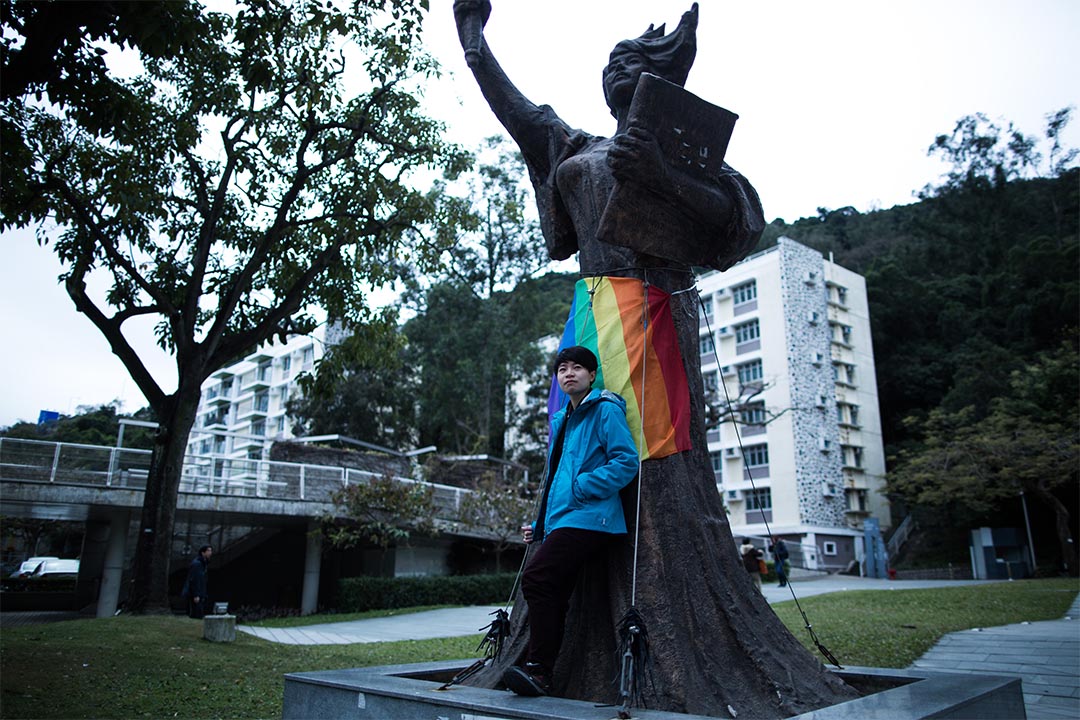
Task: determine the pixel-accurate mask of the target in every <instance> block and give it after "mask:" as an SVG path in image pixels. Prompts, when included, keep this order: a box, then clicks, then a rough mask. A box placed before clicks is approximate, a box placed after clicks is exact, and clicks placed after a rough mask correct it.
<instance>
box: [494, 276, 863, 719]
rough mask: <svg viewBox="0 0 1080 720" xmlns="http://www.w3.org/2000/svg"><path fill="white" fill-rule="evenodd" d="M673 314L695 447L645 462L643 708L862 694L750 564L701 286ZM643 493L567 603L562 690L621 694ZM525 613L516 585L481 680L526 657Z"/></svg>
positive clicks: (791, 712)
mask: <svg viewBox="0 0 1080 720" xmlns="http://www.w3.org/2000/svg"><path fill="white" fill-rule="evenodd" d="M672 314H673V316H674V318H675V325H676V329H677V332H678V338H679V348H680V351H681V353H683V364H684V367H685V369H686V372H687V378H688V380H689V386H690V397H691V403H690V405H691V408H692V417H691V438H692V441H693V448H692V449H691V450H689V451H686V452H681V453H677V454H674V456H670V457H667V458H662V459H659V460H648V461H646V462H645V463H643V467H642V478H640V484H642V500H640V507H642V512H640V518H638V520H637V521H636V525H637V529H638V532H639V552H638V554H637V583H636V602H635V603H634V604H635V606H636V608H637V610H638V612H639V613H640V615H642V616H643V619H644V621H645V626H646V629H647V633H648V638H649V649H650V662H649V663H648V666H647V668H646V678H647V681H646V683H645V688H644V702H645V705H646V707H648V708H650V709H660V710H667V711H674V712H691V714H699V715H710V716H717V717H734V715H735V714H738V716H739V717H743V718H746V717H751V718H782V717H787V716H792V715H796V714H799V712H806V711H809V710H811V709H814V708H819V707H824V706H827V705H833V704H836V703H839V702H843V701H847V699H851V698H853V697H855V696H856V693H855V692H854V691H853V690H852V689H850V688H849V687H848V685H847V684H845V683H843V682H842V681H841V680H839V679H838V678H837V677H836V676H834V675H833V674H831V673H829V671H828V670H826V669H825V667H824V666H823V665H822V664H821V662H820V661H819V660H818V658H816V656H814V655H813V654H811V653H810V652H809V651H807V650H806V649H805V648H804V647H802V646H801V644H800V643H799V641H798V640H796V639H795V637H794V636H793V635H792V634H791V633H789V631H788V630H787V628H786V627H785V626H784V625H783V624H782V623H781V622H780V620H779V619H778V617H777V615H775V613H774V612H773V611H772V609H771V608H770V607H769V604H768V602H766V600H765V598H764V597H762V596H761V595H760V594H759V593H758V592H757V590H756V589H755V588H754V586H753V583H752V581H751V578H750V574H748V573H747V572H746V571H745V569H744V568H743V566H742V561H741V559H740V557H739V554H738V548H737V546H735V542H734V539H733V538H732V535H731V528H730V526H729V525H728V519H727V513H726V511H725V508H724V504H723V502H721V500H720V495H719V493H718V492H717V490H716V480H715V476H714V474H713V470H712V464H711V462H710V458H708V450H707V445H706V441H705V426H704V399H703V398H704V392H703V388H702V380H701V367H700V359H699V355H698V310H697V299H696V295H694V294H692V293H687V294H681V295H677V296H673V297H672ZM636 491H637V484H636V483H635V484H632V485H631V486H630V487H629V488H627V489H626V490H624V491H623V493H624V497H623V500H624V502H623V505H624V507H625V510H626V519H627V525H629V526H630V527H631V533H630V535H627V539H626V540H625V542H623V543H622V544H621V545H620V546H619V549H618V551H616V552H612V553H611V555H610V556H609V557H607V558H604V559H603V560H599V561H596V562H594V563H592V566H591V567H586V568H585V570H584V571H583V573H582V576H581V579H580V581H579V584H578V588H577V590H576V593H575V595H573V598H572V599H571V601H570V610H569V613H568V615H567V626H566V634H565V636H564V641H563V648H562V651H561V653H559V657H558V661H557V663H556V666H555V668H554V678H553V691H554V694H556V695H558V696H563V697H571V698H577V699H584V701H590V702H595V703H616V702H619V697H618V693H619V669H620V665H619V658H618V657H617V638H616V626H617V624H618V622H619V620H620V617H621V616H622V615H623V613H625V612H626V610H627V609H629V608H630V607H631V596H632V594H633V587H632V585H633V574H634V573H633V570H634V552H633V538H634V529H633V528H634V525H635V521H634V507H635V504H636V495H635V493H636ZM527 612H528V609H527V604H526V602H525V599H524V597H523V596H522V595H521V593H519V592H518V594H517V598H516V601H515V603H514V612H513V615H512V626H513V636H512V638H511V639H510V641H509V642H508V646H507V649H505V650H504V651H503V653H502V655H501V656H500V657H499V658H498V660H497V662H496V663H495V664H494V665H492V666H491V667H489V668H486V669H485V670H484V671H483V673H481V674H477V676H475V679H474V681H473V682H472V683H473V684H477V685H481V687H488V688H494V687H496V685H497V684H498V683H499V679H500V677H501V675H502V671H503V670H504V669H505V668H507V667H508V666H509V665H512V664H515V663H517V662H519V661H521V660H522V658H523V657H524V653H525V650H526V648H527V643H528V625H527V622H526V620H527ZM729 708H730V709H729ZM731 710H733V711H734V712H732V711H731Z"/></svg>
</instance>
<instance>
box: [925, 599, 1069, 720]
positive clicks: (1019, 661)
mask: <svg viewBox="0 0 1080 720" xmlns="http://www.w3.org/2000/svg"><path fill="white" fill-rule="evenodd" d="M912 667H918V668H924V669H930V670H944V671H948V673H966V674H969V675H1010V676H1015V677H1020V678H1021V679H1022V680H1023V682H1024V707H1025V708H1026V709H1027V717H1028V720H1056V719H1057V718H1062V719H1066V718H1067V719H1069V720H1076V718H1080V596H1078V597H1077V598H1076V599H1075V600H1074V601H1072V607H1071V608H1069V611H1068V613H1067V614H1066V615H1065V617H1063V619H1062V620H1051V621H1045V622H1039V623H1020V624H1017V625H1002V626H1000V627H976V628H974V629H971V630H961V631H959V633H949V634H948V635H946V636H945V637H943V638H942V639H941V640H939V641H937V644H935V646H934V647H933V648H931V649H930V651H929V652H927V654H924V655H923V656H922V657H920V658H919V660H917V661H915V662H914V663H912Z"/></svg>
==============================
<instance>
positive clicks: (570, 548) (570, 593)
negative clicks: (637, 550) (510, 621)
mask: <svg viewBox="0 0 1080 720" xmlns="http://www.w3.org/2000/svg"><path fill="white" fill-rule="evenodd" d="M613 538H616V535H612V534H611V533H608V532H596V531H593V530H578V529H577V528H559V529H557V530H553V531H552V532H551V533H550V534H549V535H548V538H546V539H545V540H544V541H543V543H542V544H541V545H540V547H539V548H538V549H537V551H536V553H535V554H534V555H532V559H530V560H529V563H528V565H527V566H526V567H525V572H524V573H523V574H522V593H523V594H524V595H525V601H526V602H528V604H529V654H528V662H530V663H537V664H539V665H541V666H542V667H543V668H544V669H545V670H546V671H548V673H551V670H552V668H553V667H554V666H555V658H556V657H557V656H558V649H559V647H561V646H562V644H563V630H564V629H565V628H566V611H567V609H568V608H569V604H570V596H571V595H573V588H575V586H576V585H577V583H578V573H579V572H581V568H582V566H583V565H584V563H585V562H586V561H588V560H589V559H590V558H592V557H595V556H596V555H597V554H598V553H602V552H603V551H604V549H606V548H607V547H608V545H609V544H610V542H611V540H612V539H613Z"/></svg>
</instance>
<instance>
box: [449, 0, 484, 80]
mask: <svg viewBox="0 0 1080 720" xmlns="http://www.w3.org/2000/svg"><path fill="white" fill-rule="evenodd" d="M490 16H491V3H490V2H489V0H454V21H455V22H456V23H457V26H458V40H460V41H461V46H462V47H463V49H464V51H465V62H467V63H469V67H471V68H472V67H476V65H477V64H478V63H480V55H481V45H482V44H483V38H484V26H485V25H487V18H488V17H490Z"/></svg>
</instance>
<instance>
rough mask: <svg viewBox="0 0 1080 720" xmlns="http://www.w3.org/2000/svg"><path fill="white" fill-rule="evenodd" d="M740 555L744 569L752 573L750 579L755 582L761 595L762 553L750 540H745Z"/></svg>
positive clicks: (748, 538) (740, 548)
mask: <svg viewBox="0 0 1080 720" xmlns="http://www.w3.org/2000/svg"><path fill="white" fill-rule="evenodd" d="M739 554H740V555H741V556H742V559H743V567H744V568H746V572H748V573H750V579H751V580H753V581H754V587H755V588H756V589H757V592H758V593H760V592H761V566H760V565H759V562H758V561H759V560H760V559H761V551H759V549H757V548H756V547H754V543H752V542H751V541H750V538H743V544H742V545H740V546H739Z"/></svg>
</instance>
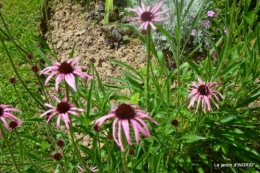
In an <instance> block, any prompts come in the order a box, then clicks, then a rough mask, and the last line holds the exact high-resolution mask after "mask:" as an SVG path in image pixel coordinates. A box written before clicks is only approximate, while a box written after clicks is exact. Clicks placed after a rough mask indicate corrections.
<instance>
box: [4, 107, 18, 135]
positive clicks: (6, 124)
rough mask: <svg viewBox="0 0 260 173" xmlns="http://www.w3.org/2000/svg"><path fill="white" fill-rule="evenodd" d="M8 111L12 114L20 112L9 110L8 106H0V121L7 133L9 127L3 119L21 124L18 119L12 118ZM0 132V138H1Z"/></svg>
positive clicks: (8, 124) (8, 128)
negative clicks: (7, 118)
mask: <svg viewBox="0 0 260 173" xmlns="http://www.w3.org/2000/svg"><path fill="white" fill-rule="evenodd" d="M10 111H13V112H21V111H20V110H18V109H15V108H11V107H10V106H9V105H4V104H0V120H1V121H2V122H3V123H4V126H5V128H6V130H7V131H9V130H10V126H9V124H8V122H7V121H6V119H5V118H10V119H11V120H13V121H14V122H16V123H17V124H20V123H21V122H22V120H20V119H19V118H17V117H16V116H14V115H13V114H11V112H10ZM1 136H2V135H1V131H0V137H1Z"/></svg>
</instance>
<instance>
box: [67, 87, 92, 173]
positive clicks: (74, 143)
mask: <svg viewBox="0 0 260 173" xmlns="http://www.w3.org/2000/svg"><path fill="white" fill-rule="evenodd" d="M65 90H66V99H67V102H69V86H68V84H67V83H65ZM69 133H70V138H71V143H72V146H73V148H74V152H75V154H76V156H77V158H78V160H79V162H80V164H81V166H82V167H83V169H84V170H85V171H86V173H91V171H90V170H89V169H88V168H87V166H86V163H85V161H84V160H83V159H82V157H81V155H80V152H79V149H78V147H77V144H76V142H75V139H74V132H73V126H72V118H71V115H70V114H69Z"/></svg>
==============================
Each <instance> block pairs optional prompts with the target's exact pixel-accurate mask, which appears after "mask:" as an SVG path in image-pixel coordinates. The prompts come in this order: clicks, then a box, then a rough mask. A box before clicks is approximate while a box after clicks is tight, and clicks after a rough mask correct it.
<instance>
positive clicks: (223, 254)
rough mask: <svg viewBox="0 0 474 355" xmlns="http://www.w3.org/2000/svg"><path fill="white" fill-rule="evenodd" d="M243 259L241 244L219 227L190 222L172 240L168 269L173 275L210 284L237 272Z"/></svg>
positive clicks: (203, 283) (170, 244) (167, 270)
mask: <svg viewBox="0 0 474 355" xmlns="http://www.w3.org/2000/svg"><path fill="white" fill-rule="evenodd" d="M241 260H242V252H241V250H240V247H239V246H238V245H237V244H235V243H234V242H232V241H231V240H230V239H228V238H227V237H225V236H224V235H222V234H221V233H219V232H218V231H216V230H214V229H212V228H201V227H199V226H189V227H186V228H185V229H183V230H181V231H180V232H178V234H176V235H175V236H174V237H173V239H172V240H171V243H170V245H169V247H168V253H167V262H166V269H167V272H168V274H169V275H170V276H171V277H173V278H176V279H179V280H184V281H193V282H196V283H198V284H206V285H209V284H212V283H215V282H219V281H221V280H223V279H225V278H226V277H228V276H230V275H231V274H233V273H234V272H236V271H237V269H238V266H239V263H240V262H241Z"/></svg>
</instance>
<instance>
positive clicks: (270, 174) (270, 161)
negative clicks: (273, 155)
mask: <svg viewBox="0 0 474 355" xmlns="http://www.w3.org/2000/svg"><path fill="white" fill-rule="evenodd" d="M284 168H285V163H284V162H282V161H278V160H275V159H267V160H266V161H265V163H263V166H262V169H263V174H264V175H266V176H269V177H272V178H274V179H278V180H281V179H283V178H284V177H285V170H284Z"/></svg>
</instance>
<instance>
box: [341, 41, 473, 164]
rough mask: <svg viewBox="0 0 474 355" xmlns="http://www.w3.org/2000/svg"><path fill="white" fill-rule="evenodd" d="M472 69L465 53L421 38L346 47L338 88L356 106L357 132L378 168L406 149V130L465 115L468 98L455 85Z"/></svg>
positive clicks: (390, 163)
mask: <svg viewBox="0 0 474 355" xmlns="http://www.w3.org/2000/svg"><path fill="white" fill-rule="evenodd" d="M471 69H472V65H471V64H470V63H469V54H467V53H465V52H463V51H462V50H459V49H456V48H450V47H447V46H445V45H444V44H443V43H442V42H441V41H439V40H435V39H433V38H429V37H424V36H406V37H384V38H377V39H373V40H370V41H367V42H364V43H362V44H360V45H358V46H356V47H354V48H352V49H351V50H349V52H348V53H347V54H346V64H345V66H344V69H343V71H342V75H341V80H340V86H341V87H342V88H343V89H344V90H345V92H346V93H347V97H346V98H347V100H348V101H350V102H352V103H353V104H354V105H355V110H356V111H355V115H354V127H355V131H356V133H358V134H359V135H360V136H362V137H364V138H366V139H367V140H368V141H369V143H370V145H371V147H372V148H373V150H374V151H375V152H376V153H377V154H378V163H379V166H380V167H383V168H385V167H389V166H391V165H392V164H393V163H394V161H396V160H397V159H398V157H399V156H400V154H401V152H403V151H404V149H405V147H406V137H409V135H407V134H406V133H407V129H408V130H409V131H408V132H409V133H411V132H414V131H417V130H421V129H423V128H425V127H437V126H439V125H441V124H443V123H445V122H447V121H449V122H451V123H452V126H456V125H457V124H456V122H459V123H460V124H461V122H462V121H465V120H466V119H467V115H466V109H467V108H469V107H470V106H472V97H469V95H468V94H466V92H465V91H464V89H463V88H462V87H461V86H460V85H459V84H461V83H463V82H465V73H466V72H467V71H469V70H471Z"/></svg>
==============================
[WHAT TO PRODUCE]: List every line of the material above that contains the word "negative", copying each line in full.

[RESULT FOR THIS TASK]:
negative clicks: (637, 550) (510, 621)
negative clicks: (7, 118)
negative clicks: (273, 155)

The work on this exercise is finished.